[Problem requirements]:
Extend the navground tutorial on training one agent among many agents, picking up right after its last sentence.

[Extracted text]:
>> BEGIN
Training one agent among many agents

Training one agent among many agents#

Scenario#

This is the same scenario we met in the first tutorial

[1]:
import warnings
from navground import sim

warnings.filterwarnings('ignore')
%config InlineBackend.figure_formats = ['svg']

scenario = sim.load_scenario("""
type: Cross
agent_margin: 0.1
side: 4
target_margin: 0.1
tolerance: 0.5
groups:
  -
    type: thymio
    number: 20
    radius: 0.1
    control_period: 0.1
    speed_tolerance: 0.02
    color: gray
    kinematics:
      type: 2WDiff
      wheel_axis: 0.094
      max_speed: 0.12
    behavior:
      type: HL
      optimal_speed: 0.12
      horizon: 5.0
      tau: 0.25
      eta: 0.5
      safety_margin: 0.05
    state_estimation:
      type: Bounded
      range: 5.0
""")

where 20 agents move back-and-forth between waypoints crossing in the middle, initially using the HL navigation behavior, but later using the policies we are going to learn.
>> END
[Entries supplied]:
>> BEGIN
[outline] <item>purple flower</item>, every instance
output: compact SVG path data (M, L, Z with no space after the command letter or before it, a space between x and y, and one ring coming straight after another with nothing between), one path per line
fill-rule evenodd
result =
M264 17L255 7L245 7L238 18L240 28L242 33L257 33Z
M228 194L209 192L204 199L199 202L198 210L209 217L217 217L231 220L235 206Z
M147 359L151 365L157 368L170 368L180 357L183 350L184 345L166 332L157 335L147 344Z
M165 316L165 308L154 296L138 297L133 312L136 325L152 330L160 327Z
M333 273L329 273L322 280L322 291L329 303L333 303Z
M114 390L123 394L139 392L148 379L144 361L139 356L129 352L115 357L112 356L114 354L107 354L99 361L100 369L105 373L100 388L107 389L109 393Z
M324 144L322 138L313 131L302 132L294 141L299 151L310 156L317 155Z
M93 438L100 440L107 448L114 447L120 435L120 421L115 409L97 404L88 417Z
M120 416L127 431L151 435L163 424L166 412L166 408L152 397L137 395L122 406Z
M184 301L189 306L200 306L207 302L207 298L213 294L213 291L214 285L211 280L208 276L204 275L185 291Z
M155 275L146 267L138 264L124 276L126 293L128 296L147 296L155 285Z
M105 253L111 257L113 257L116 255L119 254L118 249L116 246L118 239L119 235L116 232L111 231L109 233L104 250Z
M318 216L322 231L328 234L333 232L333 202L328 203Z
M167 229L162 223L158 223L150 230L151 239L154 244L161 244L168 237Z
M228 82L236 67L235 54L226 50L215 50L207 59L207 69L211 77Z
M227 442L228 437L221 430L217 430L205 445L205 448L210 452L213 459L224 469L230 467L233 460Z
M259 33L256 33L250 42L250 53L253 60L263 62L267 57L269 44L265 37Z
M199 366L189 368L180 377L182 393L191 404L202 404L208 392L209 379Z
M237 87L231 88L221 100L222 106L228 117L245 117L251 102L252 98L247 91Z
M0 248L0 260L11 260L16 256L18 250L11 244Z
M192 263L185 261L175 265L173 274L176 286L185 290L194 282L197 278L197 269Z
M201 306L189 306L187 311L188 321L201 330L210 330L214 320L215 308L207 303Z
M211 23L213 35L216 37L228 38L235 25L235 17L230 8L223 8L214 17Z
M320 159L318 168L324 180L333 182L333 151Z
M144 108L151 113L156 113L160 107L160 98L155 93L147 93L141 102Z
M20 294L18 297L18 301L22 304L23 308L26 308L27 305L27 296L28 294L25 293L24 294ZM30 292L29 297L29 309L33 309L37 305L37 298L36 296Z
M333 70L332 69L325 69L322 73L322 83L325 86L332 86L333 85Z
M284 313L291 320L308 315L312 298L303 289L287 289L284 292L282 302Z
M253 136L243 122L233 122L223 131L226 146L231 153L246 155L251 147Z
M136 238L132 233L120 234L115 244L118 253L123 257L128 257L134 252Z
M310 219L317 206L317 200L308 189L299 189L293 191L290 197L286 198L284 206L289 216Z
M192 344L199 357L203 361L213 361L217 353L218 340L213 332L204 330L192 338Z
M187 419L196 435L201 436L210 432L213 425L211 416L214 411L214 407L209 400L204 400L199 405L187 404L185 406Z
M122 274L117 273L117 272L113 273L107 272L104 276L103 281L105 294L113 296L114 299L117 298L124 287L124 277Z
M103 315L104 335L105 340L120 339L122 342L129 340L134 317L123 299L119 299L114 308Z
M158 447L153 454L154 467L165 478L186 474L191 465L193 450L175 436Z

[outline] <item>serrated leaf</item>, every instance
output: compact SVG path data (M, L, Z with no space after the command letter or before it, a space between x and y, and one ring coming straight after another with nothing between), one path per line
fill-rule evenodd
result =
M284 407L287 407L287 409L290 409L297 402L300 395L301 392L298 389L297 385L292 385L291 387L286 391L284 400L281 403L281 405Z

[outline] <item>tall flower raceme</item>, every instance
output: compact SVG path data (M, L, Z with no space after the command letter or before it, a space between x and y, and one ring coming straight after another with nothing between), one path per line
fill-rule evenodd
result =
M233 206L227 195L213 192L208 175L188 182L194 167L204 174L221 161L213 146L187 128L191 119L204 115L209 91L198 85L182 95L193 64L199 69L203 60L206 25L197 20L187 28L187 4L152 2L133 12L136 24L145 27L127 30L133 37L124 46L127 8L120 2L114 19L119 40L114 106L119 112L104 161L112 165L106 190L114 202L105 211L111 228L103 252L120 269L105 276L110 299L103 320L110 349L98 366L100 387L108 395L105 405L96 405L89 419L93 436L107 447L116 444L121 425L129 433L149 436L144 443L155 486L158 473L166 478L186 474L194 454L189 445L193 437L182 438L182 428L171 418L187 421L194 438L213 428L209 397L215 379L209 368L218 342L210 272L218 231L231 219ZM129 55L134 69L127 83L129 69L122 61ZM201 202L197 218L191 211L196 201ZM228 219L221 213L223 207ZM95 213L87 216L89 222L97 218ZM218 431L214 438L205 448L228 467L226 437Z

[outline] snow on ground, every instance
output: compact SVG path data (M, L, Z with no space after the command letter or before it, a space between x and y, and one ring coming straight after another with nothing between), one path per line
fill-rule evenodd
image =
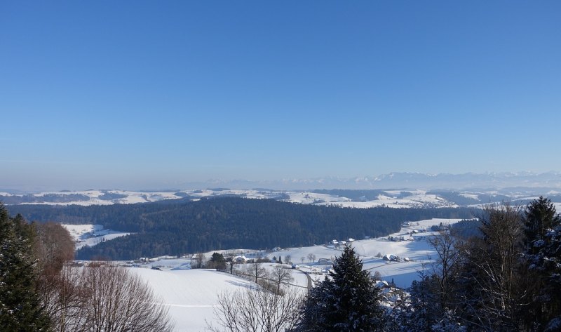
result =
M433 225L450 225L457 223L460 219L430 219L418 222L412 222L410 226L402 227L400 232L390 234L388 237L378 239L357 240L352 243L355 251L363 259L364 269L379 272L382 279L388 282L392 280L398 287L407 288L411 282L418 278L418 272L424 268L429 268L431 263L434 261L435 252L426 241L428 237L438 234L436 232L430 231ZM428 230L428 232L426 232ZM412 232L412 236L411 235ZM405 241L393 241L388 239L402 237ZM331 267L330 264L319 264L320 258L334 260L342 252L342 247L333 246L316 245L314 246L290 248L283 249L270 253L268 257L283 258L283 261L286 261L287 255L291 257L294 264L299 265L301 270L310 270L315 268L315 271L325 270ZM386 254L399 256L400 262L388 262L381 257L377 257L378 253L381 257ZM315 260L311 261L308 258L309 255L315 255ZM405 262L403 259L407 258L410 262ZM424 265L425 267L424 267Z
M177 332L205 331L207 321L215 322L213 310L219 293L255 285L241 277L214 270L158 271L138 267L130 270L147 282L162 298L175 322Z
M101 225L62 224L76 242L76 250L83 246L93 246L101 242L128 235L130 233L105 230Z
M413 280L418 279L418 272L424 268L431 268L430 265L435 258L435 253L426 241L427 237L436 234L430 232L432 225L450 225L457 223L459 219L431 219L412 222L402 227L400 232L391 234L390 237L401 238L406 241L391 241L386 237L379 239L357 240L352 243L356 253L363 259L365 270L373 274L378 271L381 279L388 282L393 282L398 287L407 288ZM93 225L88 228L86 225L70 225L75 227L75 234L84 234L90 232L88 230L97 230ZM424 232L429 230L428 232ZM414 232L414 231L419 232ZM412 236L411 236L411 234ZM412 241L407 241L407 240ZM306 292L308 285L307 272L312 284L323 279L326 270L331 267L331 264L319 264L320 258L334 259L342 253L341 248L316 245L309 247L290 248L281 249L269 253L268 258L280 255L283 261L286 263L287 255L291 257L292 263L297 268L290 270L294 277L292 281L295 288L302 293ZM229 251L220 251L227 252ZM257 251L245 250L247 256L257 256L262 253ZM210 258L210 251L205 254ZM376 257L393 254L400 256L400 262L388 263L381 258ZM310 261L308 255L315 255L315 260ZM410 262L403 261L408 258ZM303 259L302 259L303 258ZM303 260L303 261L302 261ZM243 290L254 286L255 284L249 280L224 272L210 270L191 270L190 258L165 258L158 260L147 263L142 267L130 267L130 271L139 275L153 288L154 293L161 297L165 305L169 307L171 317L175 321L175 331L198 332L203 331L206 328L206 322L215 321L213 309L217 304L218 294L224 291ZM243 270L247 265L242 264L234 265L237 270ZM276 266L289 268L287 264L264 263L262 265L268 270ZM158 267L162 270L152 270L149 267ZM216 324L216 323L215 323Z

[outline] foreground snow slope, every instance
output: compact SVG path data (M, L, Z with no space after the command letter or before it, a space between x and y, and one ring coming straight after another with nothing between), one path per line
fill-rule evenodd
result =
M158 271L129 269L146 281L169 307L177 332L204 331L214 322L218 294L252 287L255 284L224 272L207 270ZM214 324L216 325L216 323Z
M434 236L437 232L431 232L431 226L450 225L459 221L459 219L430 219L413 222L409 227L403 227L396 233L388 237L379 239L370 239L354 241L352 246L355 251L363 260L364 269L374 274L377 271L381 275L381 279L388 282L393 281L396 286L407 288L411 286L413 280L418 279L419 272L424 268L431 268L436 253L426 239L428 237ZM428 232L425 232L428 230ZM414 231L419 232L415 233ZM411 233L412 236L411 236ZM397 237L405 239L405 241L393 241L388 239ZM339 239L342 240L342 239ZM342 253L342 247L332 246L314 246L301 248L290 248L274 252L268 255L281 256L283 261L286 260L287 255L290 255L293 263L299 265L299 270L304 271L318 272L329 269L330 264L320 264L318 260L320 258L334 259ZM377 257L379 255L381 257ZM311 261L308 255L315 255L315 261ZM388 262L382 259L385 255L395 255L399 256L399 262ZM405 258L409 261L405 261ZM316 279L320 279L317 277Z

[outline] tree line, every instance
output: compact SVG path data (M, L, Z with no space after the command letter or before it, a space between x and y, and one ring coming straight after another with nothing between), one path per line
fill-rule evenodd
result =
M283 324L264 328L264 321L246 319L255 316L243 303L266 298L248 291L221 297L216 314L222 328L212 331L561 331L561 217L551 201L541 197L523 208L489 206L478 220L464 223L479 232L466 237L450 228L430 238L435 261L419 271L409 293L397 290L391 303L384 303L347 246L307 296L287 298L292 308L288 317L276 315L284 312L280 306L266 311L285 317ZM236 317L229 316L232 312Z
M74 244L55 223L10 217L0 204L0 327L6 332L171 331L149 286L109 262L74 266Z
M459 208L351 208L295 204L273 199L217 197L93 206L14 206L38 222L100 224L135 234L85 247L80 259L114 260L182 255L213 249L269 248L324 244L333 239L380 237L405 221L432 218L468 218Z

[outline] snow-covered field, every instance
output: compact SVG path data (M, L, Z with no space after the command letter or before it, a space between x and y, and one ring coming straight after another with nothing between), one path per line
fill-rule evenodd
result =
M431 232L431 227L442 225L450 225L457 223L460 219L430 219L413 222L409 227L402 227L398 232L390 234L388 237L379 239L369 239L356 240L352 243L356 253L363 259L365 270L374 271L380 273L384 280L391 282L392 280L398 287L407 288L411 282L418 277L418 272L421 271L424 265L430 267L435 252L426 241L428 237L434 236L435 232ZM428 232L424 232L428 230ZM414 233L417 231L419 232ZM410 235L414 232L412 236ZM404 241L389 241L391 237L401 239ZM342 240L342 239L339 239ZM330 264L320 264L318 263L320 258L331 259L339 256L342 252L341 247L314 246L302 248L290 248L283 249L269 255L278 257L280 255L283 261L285 261L287 255L291 257L295 264L299 265L300 269L316 268L316 270L322 270L329 268ZM381 257L385 255L394 255L401 258L400 262L388 262L381 257L377 257L378 254ZM311 262L308 258L309 255L315 255L316 261ZM404 261L404 258L409 258L410 261Z
M206 322L214 321L213 310L219 293L254 286L246 279L213 270L158 271L138 267L130 270L163 300L177 332L205 331Z
M435 253L426 241L427 237L436 234L436 232L430 231L431 226L440 223L450 225L459 220L431 219L413 222L389 237L356 240L352 242L352 246L363 259L365 270L370 271L372 274L377 271L383 280L388 283L393 281L398 287L407 288L418 278L419 271L431 268L431 263L435 259ZM388 239L390 237L403 237L405 240L392 241ZM222 251L223 253L226 251ZM243 251L248 257L261 253L250 250ZM207 259L212 252L205 254ZM286 263L288 255L290 255L292 263L298 265L297 268L290 269L295 279L291 284L304 293L308 283L304 272L310 274L313 282L322 280L331 265L320 264L318 260L320 258L334 259L341 253L341 247L318 245L281 249L269 253L267 257L278 258L280 255ZM399 256L401 260L389 263L377 257L379 253L381 256L386 254ZM310 261L309 255L314 255L315 261ZM410 261L405 261L405 258ZM205 331L206 321L214 320L213 307L217 303L219 293L245 289L255 285L248 280L224 272L190 270L190 258L160 259L144 264L143 266L147 268L130 267L131 271L150 284L154 293L161 296L169 307L170 314L176 323L177 331ZM269 270L277 265L274 263L263 265ZM243 265L235 266L238 270L244 268ZM288 267L290 265L283 266ZM161 267L163 270L151 270L151 267Z
M513 201L526 201L543 194L538 190L521 192L487 190L485 192L440 191L428 192L421 190L377 190L377 197L362 197L360 199L338 196L341 193L352 196L349 192L332 191L332 194L306 190L229 190L206 189L180 190L177 192L136 192L130 190L84 190L76 192L50 192L36 194L11 194L0 192L0 201L11 204L48 205L108 205L136 204L187 198L196 201L203 197L236 196L251 199L275 199L302 204L332 205L351 208L438 208L459 206L480 206L489 203L501 203L506 197ZM372 193L372 192L370 192ZM550 190L546 194L555 195L557 192ZM529 194L532 193L532 194ZM354 193L356 195L356 192ZM559 200L557 196L553 197ZM561 203L560 203L561 204Z
M101 225L62 224L76 242L76 250L93 246L101 242L128 235L130 233L105 230Z

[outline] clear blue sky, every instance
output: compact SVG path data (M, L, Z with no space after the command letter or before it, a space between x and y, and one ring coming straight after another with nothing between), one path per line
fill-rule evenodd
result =
M0 2L0 187L561 171L561 1Z

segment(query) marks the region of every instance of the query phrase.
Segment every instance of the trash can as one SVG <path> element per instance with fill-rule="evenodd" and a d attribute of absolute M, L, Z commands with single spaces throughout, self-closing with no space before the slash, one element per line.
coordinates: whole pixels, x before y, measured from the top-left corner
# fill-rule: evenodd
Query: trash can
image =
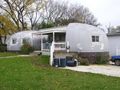
<path fill-rule="evenodd" d="M 66 67 L 66 59 L 65 58 L 60 58 L 59 67 Z"/>

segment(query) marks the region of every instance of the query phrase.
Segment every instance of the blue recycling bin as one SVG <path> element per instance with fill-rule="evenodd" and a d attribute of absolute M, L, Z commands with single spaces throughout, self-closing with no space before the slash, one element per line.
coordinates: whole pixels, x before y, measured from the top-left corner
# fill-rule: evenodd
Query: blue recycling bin
<path fill-rule="evenodd" d="M 54 67 L 59 67 L 59 58 L 54 58 L 54 60 L 53 60 L 53 66 Z"/>

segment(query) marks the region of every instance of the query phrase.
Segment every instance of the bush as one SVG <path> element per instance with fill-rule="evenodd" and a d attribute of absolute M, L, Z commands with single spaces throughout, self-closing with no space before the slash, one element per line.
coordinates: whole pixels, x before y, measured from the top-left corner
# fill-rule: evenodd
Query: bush
<path fill-rule="evenodd" d="M 6 44 L 0 44 L 0 52 L 7 51 L 7 45 Z"/>
<path fill-rule="evenodd" d="M 28 43 L 24 43 L 21 47 L 22 54 L 30 54 L 33 51 L 34 51 L 34 48 Z"/>
<path fill-rule="evenodd" d="M 102 54 L 102 53 L 97 53 L 96 55 L 96 64 L 107 64 L 109 61 L 109 56 Z"/>

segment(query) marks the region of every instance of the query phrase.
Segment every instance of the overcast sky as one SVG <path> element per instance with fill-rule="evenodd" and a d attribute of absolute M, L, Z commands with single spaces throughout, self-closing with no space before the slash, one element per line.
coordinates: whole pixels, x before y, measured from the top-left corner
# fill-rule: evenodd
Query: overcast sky
<path fill-rule="evenodd" d="M 65 1 L 65 0 L 63 0 Z M 120 0 L 66 0 L 80 3 L 93 13 L 103 26 L 120 25 Z"/>

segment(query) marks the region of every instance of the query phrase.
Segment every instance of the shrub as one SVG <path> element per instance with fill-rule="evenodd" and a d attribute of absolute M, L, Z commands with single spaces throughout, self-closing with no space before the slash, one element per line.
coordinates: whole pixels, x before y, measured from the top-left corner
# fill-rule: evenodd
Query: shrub
<path fill-rule="evenodd" d="M 6 44 L 0 44 L 0 52 L 7 51 L 7 45 Z"/>
<path fill-rule="evenodd" d="M 109 56 L 107 54 L 97 53 L 96 54 L 96 64 L 107 64 L 109 61 Z"/>
<path fill-rule="evenodd" d="M 34 51 L 34 48 L 29 43 L 24 43 L 21 47 L 22 54 L 30 54 Z"/>

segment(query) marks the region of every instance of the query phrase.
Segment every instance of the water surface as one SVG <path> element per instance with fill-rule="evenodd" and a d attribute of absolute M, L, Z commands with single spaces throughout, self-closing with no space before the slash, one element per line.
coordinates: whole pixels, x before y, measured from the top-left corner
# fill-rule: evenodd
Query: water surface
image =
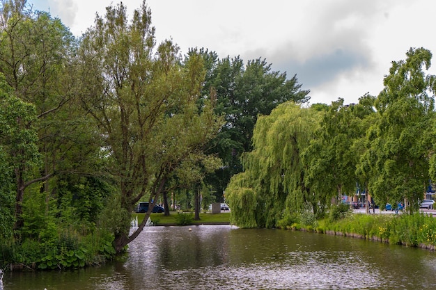
<path fill-rule="evenodd" d="M 189 231 L 189 229 L 192 230 Z M 8 273 L 5 290 L 431 289 L 436 253 L 228 225 L 149 227 L 128 255 L 75 271 Z"/>

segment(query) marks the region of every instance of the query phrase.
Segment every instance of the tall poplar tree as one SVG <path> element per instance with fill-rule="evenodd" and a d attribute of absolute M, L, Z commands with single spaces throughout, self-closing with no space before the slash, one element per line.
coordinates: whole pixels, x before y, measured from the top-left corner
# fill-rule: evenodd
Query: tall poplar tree
<path fill-rule="evenodd" d="M 118 191 L 107 214 L 119 252 L 142 230 L 153 207 L 130 236 L 135 203 L 146 197 L 154 205 L 178 168 L 206 163 L 203 146 L 221 123 L 213 100 L 197 106 L 202 58 L 192 55 L 182 64 L 171 41 L 156 47 L 145 1 L 131 22 L 123 3 L 98 15 L 83 37 L 79 62 L 82 106 L 95 120 Z"/>
<path fill-rule="evenodd" d="M 36 108 L 37 118 L 26 126 L 35 126 L 38 131 L 43 161 L 33 168 L 16 163 L 15 227 L 20 229 L 26 188 L 39 184 L 48 192 L 48 183 L 42 182 L 54 175 L 68 147 L 59 145 L 59 131 L 69 129 L 65 124 L 59 125 L 56 114 L 72 96 L 69 72 L 75 40 L 59 19 L 33 11 L 25 0 L 3 0 L 0 13 L 0 72 L 14 95 Z"/>

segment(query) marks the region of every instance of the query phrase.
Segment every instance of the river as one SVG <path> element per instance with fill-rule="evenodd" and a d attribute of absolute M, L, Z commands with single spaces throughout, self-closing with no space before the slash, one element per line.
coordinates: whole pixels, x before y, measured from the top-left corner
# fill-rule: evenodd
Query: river
<path fill-rule="evenodd" d="M 436 289 L 436 253 L 290 230 L 148 227 L 116 261 L 8 273 L 3 283 L 4 290 L 422 290 Z"/>

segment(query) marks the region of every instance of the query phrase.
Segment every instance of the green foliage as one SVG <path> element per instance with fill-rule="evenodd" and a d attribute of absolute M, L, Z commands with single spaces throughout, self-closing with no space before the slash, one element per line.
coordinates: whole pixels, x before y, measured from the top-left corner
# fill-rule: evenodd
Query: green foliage
<path fill-rule="evenodd" d="M 299 215 L 296 213 L 285 211 L 281 219 L 277 221 L 276 227 L 280 229 L 291 229 L 293 225 L 300 222 Z"/>
<path fill-rule="evenodd" d="M 177 213 L 176 223 L 178 225 L 189 225 L 192 224 L 194 215 L 188 213 Z"/>
<path fill-rule="evenodd" d="M 435 76 L 424 72 L 431 53 L 410 49 L 407 59 L 393 62 L 375 100 L 378 118 L 368 130 L 359 171 L 380 204 L 407 200 L 417 209 L 431 172 L 433 155 Z"/>
<path fill-rule="evenodd" d="M 390 243 L 410 246 L 436 246 L 436 220 L 432 215 L 413 214 L 352 214 L 325 224 L 325 231 L 359 235 Z"/>
<path fill-rule="evenodd" d="M 337 205 L 332 205 L 329 212 L 329 220 L 336 221 L 347 217 L 350 214 L 350 205 L 341 203 Z"/>
<path fill-rule="evenodd" d="M 251 138 L 258 116 L 267 115 L 288 101 L 306 103 L 309 91 L 301 90 L 296 76 L 288 79 L 286 73 L 272 71 L 271 64 L 265 59 L 245 64 L 239 56 L 219 59 L 216 53 L 207 49 L 200 49 L 199 53 L 206 68 L 202 95 L 216 96 L 215 112 L 224 115 L 226 121 L 210 146 L 210 152 L 217 154 L 224 164 L 208 179 L 217 200 L 222 200 L 231 177 L 242 170 L 241 155 L 253 149 Z"/>

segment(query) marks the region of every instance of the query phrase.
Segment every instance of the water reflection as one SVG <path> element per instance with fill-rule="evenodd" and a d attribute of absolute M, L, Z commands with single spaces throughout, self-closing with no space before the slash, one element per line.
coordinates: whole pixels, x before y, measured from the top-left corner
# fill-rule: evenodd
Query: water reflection
<path fill-rule="evenodd" d="M 286 230 L 188 227 L 146 227 L 123 259 L 77 271 L 13 273 L 5 290 L 436 287 L 430 251 Z"/>

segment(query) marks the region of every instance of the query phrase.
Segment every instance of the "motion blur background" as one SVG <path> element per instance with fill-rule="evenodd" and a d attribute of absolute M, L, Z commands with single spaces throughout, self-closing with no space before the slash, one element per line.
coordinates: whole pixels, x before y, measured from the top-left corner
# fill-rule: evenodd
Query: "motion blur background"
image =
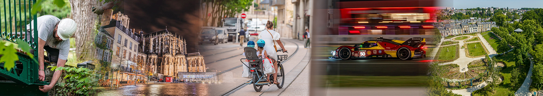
>> END
[Written answer]:
[2]:
from navground.sim.ui.video import display_video

world = scenario.make_world()
display_video(world, time_step=0.1, duration=60, width=600,
              factor=10, display_width=300)
[2]:

Environment#

We also use the same sensor configured in the first tutorial

[3]:
sensor = sim.load_state_estimation("""
type: Discs
number: 5
range: 5.0
max_speed: 0.12
max_radius: 0
""")

Let us create an environment where we control one of the 20 agents, and save it for later use.

[4]:
import gymnasium as gym
from navground import sim

from navground.learning.rewards import SocialReward
from navground.learning import ControlActionConfig, DefaultObservationConfig, io

with open('scenario.yaml') as f:
    scenario = sim.load_scenario(f.read())

with open('sensor.yaml') as f:
    sensor = sim.load_state_estimation(f.read())

action_config = ControlActionConfig(
    max_acceleration=1.0, max_angular_acceleration=10.0,
    use_acceleration_action=True)

observation_config = DefaultObservationConfig(
    include_target_distance=True, include_target_direction=True,
    include_velocity=True, include_angular_speed=True, flat=True)

reward = SocialReward()

duration = 60.0
time_step = 0.1
env = gym.make('navground',
    scenario=scenario,
    sensor=sensor,
    action=action_config,
    observation=observation_config,
    reward=reward,
    time_step=time_step,
    max_duration=duration);

io.save_env(env, 'env.yaml')

Human-like behavior#

In the first tutorial, we have already measured the performance of the HL navigation algorithm in this scenario.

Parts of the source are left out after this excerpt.